------ Exercise input ------

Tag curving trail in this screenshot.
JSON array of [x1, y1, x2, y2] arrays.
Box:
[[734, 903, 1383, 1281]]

------
------ Exercise input ------

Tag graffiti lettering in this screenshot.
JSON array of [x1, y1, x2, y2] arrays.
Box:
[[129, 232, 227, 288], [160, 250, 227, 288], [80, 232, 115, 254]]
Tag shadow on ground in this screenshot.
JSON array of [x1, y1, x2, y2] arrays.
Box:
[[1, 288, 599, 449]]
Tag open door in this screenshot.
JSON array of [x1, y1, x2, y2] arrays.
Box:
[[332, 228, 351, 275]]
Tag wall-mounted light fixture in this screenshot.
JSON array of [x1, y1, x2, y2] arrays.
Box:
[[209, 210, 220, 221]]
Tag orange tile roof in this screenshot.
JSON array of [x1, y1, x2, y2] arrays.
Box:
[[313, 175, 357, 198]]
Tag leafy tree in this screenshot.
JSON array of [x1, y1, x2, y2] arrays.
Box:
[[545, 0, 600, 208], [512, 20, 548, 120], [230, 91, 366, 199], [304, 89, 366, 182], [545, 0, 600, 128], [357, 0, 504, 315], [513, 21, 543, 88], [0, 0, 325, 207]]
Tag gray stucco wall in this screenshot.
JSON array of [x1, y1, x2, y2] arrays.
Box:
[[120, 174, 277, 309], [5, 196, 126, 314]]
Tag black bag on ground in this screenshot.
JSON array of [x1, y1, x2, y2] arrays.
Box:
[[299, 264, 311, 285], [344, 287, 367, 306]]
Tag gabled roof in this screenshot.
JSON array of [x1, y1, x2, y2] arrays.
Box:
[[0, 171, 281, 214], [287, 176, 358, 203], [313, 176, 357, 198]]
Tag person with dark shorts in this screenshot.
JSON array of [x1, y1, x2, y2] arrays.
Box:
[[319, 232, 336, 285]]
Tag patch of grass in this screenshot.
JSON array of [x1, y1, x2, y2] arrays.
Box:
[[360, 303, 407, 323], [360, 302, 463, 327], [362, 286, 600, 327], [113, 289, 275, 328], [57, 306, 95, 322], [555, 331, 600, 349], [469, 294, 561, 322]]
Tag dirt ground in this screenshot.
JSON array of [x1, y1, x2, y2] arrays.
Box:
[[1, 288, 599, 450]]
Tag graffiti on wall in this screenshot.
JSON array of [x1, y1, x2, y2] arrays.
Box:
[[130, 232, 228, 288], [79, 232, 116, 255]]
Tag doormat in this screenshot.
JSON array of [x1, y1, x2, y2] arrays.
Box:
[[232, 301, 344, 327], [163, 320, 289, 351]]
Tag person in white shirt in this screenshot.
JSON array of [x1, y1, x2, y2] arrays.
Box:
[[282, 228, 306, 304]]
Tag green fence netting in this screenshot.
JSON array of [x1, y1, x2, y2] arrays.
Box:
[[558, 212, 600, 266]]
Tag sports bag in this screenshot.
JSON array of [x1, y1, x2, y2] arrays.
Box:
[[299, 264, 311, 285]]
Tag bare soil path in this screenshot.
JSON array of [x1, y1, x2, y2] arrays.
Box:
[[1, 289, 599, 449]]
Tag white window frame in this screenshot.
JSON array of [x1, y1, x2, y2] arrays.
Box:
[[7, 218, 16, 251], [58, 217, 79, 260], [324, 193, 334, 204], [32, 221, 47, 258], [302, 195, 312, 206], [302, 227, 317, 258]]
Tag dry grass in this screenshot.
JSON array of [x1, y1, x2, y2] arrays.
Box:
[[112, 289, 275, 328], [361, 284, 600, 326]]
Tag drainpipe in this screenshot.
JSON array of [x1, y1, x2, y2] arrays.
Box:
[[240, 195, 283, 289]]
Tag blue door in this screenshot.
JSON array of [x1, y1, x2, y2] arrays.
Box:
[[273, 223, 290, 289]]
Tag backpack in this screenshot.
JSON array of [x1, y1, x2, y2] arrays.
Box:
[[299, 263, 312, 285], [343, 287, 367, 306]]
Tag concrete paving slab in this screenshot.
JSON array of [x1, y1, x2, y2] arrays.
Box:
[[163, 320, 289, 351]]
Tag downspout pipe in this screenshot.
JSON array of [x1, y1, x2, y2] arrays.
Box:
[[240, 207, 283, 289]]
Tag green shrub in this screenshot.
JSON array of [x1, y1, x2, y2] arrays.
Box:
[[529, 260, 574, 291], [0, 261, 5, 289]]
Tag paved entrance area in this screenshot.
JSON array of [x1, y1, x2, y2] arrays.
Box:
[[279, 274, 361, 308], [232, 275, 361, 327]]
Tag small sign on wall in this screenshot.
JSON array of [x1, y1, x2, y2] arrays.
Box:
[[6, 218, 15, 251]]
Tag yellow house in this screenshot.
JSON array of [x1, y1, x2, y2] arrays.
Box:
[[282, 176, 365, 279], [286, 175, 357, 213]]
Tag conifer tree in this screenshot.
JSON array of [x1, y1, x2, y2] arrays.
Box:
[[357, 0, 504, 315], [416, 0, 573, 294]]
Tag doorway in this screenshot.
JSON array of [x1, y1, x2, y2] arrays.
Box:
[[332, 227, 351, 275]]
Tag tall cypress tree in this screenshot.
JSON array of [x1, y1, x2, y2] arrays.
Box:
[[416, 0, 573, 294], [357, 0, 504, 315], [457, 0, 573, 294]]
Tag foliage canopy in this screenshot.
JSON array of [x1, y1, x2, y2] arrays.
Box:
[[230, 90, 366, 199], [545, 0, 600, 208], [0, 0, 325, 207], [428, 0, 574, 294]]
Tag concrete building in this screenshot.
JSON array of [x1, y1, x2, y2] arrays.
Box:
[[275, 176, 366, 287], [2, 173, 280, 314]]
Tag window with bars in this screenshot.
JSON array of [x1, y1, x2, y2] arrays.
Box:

------

Your instructions:
From the entries above, extract every line where the word "person" appears.

Exercise result:
Tag person with dark shorts in this screenshot.
Tag person in white shirt in this screenshot.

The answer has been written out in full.